_Direction_
Report each line in the items below that contains the word "notebook", copying every such line in full.

_Records supplied_
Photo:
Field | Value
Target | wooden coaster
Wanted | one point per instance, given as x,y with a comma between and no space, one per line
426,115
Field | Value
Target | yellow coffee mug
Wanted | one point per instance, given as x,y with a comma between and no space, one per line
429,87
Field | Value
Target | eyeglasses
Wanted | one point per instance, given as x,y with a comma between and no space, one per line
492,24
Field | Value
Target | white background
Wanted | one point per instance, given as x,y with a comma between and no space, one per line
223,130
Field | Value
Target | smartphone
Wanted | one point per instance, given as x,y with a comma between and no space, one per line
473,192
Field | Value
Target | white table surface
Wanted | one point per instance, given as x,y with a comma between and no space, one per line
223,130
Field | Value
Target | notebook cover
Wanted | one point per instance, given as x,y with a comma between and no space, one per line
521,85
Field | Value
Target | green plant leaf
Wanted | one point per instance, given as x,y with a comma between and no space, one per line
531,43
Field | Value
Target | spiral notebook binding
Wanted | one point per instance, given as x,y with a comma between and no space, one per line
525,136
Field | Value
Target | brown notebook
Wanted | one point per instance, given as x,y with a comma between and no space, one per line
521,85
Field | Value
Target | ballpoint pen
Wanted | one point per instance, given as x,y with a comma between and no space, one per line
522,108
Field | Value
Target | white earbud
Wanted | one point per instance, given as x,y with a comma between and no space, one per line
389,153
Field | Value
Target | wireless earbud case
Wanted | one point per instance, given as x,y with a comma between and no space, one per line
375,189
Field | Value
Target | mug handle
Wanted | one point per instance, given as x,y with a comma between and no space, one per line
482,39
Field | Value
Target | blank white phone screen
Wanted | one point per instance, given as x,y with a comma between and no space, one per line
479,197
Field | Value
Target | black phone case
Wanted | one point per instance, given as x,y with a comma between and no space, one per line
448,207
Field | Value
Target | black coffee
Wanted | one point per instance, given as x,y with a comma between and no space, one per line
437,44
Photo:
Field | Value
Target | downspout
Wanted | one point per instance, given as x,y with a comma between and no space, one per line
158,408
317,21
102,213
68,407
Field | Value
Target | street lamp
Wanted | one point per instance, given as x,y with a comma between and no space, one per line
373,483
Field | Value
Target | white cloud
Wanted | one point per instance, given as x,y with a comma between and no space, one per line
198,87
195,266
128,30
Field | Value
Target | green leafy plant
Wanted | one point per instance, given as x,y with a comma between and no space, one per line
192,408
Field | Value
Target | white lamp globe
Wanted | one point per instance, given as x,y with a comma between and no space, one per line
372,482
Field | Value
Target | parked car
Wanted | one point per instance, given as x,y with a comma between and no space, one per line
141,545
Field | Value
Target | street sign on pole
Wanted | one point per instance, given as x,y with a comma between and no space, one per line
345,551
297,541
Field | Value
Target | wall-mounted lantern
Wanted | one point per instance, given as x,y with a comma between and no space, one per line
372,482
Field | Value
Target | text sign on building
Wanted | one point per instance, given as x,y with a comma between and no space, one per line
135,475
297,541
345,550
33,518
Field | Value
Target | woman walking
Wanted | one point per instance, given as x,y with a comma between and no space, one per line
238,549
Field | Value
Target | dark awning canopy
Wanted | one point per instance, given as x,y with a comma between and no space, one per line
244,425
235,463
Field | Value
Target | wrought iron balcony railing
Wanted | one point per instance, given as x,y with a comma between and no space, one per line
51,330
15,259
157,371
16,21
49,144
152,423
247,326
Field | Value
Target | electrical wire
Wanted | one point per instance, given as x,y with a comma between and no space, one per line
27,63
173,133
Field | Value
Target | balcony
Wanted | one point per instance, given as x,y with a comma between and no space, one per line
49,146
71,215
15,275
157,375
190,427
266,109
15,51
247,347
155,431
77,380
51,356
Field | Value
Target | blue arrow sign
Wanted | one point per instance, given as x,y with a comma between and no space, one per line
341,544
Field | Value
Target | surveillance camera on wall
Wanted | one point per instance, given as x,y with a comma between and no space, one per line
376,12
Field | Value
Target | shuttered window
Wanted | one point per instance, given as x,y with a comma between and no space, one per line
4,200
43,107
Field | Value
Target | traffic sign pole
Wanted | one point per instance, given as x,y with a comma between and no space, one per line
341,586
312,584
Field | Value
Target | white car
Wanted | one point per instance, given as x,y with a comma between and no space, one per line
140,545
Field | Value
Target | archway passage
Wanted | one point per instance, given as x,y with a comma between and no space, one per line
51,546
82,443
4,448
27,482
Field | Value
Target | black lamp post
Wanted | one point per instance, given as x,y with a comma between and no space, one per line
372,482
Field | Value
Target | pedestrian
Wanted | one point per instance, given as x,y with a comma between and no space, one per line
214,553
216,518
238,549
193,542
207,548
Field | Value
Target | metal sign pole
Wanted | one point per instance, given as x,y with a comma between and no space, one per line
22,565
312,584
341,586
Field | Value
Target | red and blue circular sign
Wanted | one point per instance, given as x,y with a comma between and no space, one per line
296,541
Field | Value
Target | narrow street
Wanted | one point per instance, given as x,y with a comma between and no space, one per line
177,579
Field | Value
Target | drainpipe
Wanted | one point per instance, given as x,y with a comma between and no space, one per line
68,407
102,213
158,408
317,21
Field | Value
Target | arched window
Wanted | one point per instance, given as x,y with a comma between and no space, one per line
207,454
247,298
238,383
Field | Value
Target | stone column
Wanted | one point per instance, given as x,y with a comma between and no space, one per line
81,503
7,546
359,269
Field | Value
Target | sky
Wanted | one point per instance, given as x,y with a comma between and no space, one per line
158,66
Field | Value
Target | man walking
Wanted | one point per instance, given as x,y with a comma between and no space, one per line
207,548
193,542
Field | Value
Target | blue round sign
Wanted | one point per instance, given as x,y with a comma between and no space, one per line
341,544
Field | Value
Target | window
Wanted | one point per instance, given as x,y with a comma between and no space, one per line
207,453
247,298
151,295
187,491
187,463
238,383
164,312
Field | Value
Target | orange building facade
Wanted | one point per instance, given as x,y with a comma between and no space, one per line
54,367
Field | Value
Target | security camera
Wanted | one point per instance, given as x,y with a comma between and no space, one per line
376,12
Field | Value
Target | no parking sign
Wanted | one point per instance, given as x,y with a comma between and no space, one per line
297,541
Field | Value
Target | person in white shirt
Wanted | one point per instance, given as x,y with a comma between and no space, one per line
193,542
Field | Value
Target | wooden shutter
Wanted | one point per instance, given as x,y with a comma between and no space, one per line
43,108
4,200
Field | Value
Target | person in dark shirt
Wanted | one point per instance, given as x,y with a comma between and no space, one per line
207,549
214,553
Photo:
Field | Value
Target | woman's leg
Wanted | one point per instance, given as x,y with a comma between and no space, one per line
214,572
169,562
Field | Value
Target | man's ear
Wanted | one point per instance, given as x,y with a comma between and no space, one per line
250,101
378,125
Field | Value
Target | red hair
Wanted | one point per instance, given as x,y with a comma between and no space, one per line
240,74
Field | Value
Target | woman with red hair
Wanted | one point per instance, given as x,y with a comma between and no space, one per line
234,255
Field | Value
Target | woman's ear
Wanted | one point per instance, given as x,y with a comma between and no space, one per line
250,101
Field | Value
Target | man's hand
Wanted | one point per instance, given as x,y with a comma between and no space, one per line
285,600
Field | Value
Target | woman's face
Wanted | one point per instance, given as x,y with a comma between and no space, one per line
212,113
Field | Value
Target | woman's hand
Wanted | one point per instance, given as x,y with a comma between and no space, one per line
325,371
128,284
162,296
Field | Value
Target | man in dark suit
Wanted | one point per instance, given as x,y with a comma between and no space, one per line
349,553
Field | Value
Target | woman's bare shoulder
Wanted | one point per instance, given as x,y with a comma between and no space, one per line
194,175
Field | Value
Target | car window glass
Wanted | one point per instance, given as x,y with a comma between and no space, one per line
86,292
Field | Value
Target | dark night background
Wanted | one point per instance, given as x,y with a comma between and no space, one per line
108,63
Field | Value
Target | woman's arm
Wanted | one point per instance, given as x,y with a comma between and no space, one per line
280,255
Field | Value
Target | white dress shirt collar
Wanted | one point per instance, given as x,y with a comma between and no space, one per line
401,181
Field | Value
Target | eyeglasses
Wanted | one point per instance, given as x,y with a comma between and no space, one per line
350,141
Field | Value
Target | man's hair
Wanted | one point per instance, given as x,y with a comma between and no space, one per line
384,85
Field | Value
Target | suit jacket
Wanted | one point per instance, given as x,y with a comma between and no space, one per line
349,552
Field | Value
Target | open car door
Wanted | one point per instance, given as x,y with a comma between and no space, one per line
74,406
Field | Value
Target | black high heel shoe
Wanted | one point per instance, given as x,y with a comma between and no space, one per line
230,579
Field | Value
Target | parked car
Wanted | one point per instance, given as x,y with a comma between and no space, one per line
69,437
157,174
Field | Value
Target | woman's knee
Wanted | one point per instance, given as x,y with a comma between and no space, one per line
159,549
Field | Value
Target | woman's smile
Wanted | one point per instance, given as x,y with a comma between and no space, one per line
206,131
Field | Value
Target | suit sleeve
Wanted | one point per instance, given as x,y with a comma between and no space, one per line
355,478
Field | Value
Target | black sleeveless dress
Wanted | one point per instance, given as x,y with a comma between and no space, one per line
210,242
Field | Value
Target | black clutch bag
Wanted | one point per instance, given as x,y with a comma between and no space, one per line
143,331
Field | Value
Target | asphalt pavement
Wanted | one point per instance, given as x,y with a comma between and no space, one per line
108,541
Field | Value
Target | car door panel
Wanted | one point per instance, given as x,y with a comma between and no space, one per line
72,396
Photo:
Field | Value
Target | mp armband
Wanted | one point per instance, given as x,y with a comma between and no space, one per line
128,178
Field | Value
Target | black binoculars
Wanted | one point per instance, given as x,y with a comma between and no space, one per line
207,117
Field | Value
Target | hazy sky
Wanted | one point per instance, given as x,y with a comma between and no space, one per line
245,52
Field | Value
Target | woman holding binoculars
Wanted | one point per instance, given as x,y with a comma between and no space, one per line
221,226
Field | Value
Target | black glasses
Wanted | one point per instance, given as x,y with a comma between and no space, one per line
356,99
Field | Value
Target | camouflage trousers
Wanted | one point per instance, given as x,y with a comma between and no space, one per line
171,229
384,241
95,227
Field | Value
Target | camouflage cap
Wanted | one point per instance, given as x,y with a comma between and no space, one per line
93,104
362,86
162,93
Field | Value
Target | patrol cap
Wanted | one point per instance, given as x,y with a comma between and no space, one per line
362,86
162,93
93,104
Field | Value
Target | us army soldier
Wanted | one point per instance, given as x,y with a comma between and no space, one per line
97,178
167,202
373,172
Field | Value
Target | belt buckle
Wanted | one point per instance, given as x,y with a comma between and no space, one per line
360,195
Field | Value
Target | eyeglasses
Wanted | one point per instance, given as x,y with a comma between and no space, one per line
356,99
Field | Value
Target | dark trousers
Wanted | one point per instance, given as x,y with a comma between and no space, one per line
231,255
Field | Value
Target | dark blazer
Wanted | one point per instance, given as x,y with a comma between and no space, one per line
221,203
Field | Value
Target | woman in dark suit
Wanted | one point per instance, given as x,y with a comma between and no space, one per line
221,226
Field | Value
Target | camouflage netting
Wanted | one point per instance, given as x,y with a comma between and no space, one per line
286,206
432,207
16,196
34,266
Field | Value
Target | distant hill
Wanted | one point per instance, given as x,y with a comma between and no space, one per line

_Exercise result_
Target | notebook cover
Target | spiral notebook binding
Target | brown notebook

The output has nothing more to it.